Point labeling dataset excerpts
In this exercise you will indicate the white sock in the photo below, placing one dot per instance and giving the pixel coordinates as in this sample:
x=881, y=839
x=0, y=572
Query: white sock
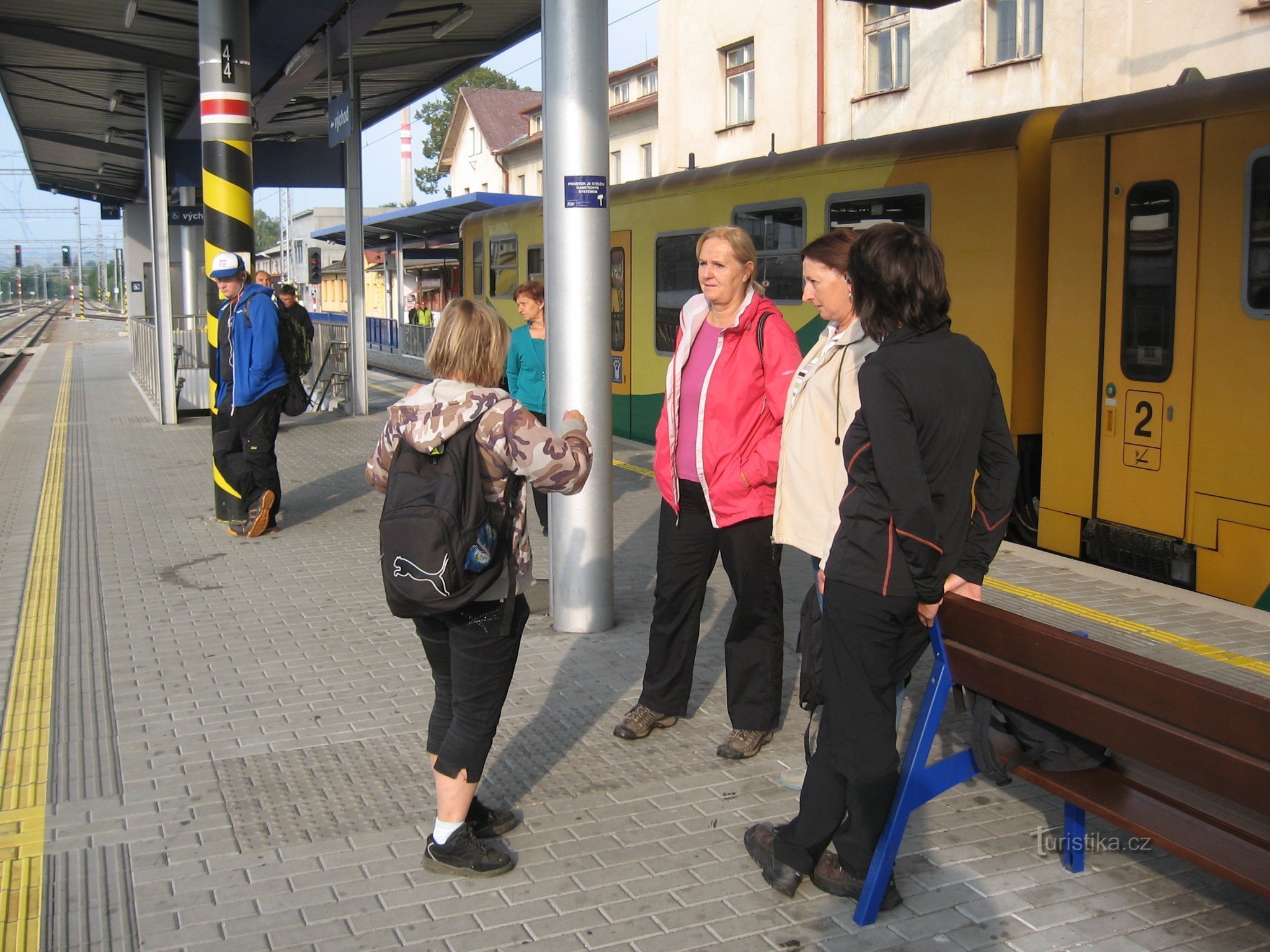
x=441, y=832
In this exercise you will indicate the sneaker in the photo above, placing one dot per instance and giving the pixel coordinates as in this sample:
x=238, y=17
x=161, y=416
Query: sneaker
x=463, y=855
x=487, y=822
x=258, y=516
x=830, y=876
x=742, y=744
x=641, y=721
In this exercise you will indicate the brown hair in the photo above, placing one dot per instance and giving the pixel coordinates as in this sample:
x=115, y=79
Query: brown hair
x=469, y=345
x=897, y=276
x=832, y=249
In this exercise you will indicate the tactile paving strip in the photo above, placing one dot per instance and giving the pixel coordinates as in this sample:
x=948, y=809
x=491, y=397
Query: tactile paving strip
x=310, y=794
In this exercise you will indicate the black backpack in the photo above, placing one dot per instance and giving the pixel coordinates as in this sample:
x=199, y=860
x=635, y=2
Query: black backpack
x=1042, y=743
x=435, y=514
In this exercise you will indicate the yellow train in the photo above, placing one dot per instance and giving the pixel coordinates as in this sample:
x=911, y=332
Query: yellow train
x=1112, y=258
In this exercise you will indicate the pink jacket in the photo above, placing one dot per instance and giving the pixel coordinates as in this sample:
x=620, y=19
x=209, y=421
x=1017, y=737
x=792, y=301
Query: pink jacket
x=742, y=409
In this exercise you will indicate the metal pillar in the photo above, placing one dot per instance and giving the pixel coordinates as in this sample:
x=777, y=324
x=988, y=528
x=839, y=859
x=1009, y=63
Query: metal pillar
x=161, y=253
x=355, y=249
x=575, y=118
x=229, y=224
x=191, y=278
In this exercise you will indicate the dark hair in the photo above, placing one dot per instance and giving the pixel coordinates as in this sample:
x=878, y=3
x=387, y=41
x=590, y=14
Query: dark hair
x=832, y=249
x=897, y=277
x=533, y=289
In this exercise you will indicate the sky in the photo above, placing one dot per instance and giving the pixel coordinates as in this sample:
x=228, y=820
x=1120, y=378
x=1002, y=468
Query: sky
x=41, y=223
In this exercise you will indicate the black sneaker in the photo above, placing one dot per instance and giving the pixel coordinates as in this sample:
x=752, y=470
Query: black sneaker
x=463, y=855
x=486, y=822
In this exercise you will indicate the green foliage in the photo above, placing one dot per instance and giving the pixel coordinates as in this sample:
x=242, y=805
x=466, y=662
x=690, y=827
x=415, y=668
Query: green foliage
x=437, y=112
x=269, y=230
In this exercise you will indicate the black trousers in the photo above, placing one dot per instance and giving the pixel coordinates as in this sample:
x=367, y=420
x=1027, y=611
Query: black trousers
x=871, y=644
x=687, y=549
x=243, y=443
x=471, y=668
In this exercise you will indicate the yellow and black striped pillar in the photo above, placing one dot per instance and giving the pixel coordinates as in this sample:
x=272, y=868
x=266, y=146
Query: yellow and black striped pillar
x=225, y=112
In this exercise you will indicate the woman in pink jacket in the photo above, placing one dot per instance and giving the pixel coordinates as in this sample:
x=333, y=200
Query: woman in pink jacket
x=718, y=444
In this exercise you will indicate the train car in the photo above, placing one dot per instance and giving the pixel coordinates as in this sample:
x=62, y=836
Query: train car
x=1157, y=404
x=1112, y=258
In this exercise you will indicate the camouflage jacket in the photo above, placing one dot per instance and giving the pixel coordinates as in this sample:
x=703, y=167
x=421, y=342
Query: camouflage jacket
x=510, y=437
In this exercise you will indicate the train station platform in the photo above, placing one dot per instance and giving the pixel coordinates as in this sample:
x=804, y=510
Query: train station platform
x=219, y=744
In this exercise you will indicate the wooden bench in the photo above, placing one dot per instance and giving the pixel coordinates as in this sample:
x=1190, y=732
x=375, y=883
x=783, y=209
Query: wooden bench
x=1192, y=756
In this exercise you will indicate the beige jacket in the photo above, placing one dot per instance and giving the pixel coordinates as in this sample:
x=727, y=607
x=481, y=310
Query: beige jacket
x=822, y=403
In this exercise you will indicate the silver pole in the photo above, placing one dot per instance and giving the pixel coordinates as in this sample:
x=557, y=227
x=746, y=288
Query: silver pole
x=155, y=150
x=355, y=250
x=191, y=254
x=575, y=121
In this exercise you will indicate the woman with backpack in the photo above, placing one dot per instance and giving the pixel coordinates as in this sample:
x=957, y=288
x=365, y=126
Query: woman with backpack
x=470, y=655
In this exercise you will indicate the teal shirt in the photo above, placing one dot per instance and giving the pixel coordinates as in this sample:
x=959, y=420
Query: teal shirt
x=527, y=369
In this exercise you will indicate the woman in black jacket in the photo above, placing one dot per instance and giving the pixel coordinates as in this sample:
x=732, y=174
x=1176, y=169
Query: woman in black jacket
x=916, y=524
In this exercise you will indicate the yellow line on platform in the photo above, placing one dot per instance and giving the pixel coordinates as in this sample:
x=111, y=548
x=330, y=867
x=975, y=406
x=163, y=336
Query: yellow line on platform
x=1168, y=638
x=24, y=739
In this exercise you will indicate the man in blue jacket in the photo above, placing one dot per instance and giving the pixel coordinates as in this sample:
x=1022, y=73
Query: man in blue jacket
x=253, y=382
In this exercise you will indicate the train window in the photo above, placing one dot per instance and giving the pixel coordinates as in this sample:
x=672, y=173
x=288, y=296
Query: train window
x=504, y=275
x=779, y=234
x=1150, y=281
x=478, y=268
x=863, y=209
x=1256, y=238
x=676, y=283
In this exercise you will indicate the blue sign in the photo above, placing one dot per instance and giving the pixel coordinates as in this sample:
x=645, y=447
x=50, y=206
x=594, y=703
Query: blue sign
x=339, y=118
x=586, y=191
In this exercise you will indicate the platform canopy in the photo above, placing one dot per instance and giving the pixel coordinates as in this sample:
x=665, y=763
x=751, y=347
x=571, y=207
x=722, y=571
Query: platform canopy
x=435, y=223
x=73, y=77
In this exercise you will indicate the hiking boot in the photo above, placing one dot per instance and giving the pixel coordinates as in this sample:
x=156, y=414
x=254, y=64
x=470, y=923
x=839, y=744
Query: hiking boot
x=742, y=744
x=828, y=876
x=639, y=723
x=486, y=822
x=463, y=855
x=258, y=516
x=760, y=843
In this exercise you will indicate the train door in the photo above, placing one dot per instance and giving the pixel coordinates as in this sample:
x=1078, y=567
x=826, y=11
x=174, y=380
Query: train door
x=1150, y=329
x=620, y=325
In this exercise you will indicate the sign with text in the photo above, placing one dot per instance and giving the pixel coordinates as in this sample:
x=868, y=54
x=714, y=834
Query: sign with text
x=339, y=118
x=586, y=191
x=184, y=215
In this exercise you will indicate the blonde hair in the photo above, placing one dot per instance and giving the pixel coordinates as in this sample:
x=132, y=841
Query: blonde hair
x=469, y=345
x=742, y=248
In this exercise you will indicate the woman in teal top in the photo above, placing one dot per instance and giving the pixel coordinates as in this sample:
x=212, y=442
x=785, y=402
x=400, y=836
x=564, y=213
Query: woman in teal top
x=527, y=366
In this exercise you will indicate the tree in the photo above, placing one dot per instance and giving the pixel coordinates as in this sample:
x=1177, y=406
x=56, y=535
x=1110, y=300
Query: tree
x=437, y=113
x=269, y=230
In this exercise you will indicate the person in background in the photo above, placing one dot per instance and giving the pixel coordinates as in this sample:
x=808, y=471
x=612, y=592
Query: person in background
x=930, y=439
x=253, y=382
x=527, y=366
x=716, y=462
x=471, y=660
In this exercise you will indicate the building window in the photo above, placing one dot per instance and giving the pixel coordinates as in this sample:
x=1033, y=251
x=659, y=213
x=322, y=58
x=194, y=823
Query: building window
x=886, y=47
x=739, y=65
x=1011, y=30
x=863, y=209
x=478, y=268
x=1150, y=282
x=502, y=267
x=779, y=235
x=676, y=265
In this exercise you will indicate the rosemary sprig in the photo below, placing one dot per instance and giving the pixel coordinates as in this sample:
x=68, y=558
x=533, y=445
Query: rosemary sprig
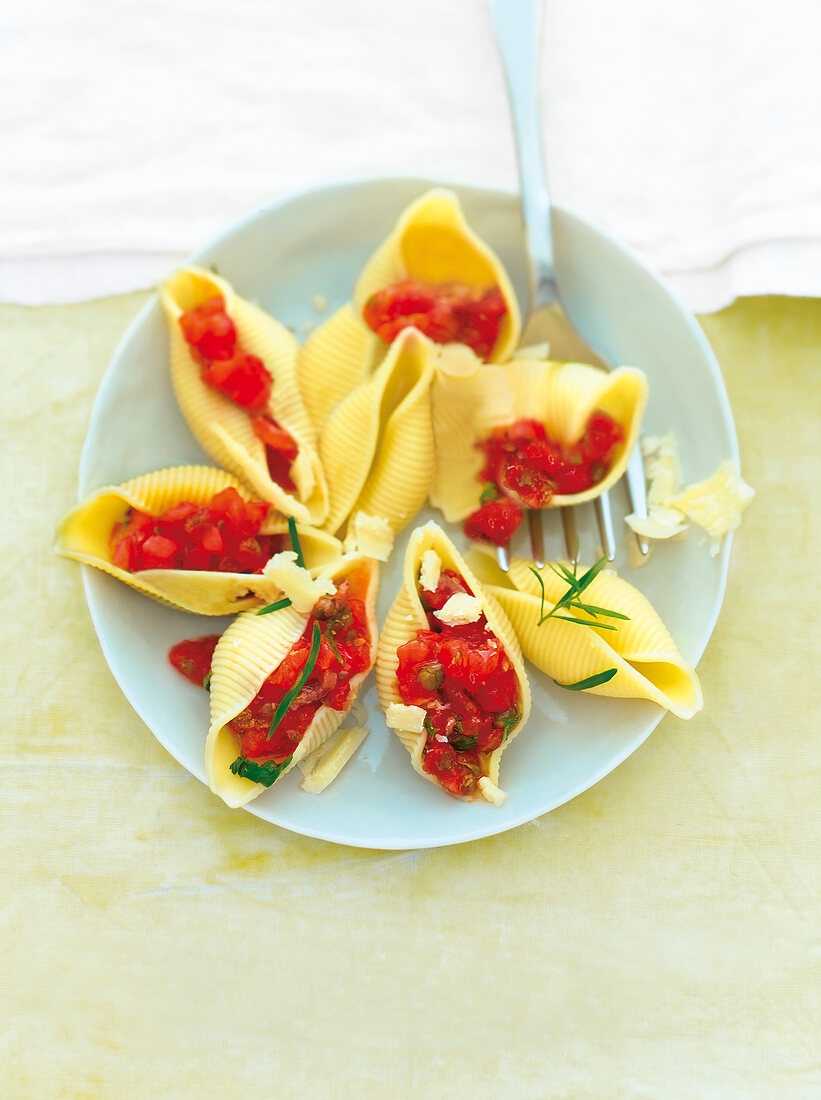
x=291, y=695
x=294, y=536
x=274, y=607
x=571, y=601
x=600, y=678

- _Description of the task_
Rewrite every line from the one holding "In this exercise you will indicate the metal" through the one holding "x=41, y=223", inclusive. Shift the x and y values of each answer point up by 55, and keep all other lines unchanged, including the sample coordinates.

- _Result of the exercise_
In this exercise you will indicate the metal pillar in the photo above, placing one dot per instance and giving the pixel coordinates as in this sample:
x=777, y=324
x=988, y=528
x=839, y=859
x=1009, y=63
Query: metal pillar
x=216, y=308
x=410, y=304
x=630, y=173
x=284, y=279
x=246, y=333
In this exercise you will indicate the dark hair in the photo above, placing one dot per instance and giving the pixel coordinates as in this sample:
x=878, y=3
x=387, y=41
x=590, y=14
Query: dark hair
x=887, y=304
x=952, y=332
x=588, y=344
In this exercise you will indicate the sky in the photo above, placing one dot per instance and giving the pixel coordinates as in this sample:
x=228, y=820
x=1120, y=378
x=1002, y=468
Query: sky
x=96, y=278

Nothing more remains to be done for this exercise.